Begin

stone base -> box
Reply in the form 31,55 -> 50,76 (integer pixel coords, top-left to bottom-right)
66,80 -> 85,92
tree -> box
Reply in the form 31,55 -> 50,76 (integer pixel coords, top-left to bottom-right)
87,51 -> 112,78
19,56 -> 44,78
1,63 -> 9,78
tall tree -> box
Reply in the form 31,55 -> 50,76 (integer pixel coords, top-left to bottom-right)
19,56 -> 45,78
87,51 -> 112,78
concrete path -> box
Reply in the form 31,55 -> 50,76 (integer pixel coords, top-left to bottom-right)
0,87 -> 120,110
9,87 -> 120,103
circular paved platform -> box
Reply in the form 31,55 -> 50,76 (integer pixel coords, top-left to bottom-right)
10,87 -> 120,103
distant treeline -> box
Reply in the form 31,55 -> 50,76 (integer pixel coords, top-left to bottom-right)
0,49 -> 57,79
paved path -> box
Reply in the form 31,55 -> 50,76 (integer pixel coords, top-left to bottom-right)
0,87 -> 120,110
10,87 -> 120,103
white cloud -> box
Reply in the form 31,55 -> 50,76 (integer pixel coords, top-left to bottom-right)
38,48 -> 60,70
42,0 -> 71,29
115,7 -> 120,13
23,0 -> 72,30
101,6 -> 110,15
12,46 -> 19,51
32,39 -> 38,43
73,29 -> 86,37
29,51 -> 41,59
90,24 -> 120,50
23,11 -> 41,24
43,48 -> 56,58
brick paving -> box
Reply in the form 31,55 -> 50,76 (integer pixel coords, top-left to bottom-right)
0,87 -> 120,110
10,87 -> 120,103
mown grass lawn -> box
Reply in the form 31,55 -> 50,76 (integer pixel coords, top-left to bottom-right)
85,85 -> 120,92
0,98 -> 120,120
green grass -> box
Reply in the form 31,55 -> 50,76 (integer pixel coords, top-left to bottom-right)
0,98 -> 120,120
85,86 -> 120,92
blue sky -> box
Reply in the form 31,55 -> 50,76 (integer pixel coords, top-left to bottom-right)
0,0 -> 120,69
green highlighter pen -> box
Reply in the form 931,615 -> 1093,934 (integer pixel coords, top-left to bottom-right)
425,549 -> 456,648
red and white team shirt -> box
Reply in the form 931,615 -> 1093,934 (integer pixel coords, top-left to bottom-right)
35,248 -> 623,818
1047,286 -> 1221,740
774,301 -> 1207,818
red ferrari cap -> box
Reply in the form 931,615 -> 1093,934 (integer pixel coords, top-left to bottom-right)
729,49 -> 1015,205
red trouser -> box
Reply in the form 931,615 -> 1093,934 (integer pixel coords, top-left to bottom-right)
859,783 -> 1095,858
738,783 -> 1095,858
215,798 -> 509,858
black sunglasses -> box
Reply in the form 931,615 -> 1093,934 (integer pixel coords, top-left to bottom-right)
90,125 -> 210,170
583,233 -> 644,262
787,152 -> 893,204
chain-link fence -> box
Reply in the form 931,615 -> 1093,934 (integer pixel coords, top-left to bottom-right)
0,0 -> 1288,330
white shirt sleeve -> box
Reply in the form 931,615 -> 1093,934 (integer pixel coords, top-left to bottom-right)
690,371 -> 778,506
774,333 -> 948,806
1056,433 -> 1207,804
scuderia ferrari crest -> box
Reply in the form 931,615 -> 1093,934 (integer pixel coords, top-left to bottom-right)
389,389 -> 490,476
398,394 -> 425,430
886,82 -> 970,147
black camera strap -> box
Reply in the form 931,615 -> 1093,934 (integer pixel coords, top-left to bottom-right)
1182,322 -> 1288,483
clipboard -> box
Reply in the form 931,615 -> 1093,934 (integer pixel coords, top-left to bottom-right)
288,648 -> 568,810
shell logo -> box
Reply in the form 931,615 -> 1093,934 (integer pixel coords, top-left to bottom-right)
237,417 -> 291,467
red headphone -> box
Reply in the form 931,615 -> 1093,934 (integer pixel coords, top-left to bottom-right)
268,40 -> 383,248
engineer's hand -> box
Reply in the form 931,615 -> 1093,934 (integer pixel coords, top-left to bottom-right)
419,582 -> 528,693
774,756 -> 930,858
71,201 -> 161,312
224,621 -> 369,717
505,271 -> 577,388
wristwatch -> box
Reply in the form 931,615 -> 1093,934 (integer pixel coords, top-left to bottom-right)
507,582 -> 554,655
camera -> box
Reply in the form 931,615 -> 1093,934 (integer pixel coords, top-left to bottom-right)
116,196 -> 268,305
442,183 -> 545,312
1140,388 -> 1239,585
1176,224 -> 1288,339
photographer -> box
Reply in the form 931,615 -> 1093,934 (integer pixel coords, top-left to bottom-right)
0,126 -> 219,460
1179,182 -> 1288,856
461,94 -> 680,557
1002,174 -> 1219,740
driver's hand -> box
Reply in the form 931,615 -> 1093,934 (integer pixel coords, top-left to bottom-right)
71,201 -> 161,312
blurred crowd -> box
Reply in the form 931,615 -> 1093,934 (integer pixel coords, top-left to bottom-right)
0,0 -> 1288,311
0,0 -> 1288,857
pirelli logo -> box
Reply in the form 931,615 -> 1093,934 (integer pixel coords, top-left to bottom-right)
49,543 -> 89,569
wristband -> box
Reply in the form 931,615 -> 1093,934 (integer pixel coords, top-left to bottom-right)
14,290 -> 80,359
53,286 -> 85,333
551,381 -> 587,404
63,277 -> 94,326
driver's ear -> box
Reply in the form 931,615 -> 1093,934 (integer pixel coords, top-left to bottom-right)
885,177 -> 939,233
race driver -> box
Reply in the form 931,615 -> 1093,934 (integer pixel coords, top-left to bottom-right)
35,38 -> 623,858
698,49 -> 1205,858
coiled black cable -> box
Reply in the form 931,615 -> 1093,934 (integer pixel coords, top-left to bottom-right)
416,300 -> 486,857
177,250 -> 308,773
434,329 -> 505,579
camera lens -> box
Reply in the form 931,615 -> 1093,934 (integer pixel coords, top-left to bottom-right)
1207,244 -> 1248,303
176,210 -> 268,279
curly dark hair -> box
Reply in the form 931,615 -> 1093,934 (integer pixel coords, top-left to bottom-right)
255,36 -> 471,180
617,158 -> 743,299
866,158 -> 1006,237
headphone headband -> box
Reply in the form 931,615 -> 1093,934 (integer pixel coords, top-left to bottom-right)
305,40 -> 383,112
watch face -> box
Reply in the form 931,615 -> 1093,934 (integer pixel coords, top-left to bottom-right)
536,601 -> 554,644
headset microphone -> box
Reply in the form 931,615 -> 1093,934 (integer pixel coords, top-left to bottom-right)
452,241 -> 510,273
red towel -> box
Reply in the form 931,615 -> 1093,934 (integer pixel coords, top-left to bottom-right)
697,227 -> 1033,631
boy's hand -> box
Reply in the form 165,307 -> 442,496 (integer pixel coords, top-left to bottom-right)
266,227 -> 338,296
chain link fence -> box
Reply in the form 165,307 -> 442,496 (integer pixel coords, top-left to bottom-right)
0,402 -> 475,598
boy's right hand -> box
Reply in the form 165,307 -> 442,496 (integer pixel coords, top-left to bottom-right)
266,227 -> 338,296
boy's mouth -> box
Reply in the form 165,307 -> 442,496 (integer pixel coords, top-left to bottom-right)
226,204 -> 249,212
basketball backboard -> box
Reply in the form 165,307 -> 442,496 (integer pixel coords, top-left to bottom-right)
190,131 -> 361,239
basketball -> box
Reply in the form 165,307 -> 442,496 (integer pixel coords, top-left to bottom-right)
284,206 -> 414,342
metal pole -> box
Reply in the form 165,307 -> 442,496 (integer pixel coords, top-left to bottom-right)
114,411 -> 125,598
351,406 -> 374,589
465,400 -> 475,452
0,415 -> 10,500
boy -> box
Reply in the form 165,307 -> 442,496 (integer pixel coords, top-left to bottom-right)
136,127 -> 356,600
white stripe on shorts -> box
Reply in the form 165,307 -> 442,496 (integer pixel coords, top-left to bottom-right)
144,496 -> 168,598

End

■ Given exercise: Return the stretch of the listing from the line containing "chain-link fence -> box" through the line containing "1176,224 -> 1288,339" as a JSON list of strings. Include both end lines, put each line in its own string, and leave out blank lines.

■ Task result:
[
  "chain-link fence -> box",
  "Reply in the form 931,615 -> 1093,934 (integer pixel coords, top-left to bottom-right)",
  "0,0 -> 1288,330",
  "white shirt sleeve -> box",
  "Reply in the form 931,615 -> 1093,934 (integer pixel coords, top-left to bottom-right)",
  "690,371 -> 778,506",
  "774,333 -> 948,806",
  "1056,433 -> 1207,804",
  "scuderia ferrari crest -> box",
  "Reply in the form 931,615 -> 1093,934 (integer pixel coords, top-left to bottom-right)",
  "389,389 -> 490,476",
  "398,394 -> 425,430",
  "886,82 -> 970,147",
  "black camera strap -> box",
  "Reply in the form 931,615 -> 1093,934 (integer pixel coords, top-left to bottom-right)",
  "1182,322 -> 1288,483",
  "clipboard -> box",
  "Reply in the form 931,615 -> 1093,934 (integer pixel coords, top-left to bottom-right)",
  "288,648 -> 568,810",
  "shell logo -> box",
  "Reply in the form 931,615 -> 1093,934 (integer pixel coords, top-left to bottom-right)",
  "237,417 -> 291,467",
  "red headphone -> box",
  "Reply in the form 931,615 -> 1093,934 (integer pixel coords, top-left to bottom-right)",
  "268,40 -> 383,248",
  "engineer's hand -> box",
  "Reply in the form 931,615 -> 1093,934 (integer pixel coords, top-left to bottom-right)",
  "419,582 -> 528,693",
  "774,756 -> 930,858",
  "71,201 -> 161,312",
  "224,621 -> 369,717",
  "505,271 -> 577,388",
  "wristwatch -> box",
  "Reply in the form 931,615 -> 1093,934 (integer pixel coords, top-left to bottom-right)",
  "507,582 -> 554,655",
  "camera -> box",
  "Reply in the form 931,615 -> 1093,934 (integer pixel coords, top-left to bottom-right)",
  "116,196 -> 268,305",
  "442,183 -> 545,312",
  "1140,388 -> 1239,585",
  "1176,224 -> 1288,339"
]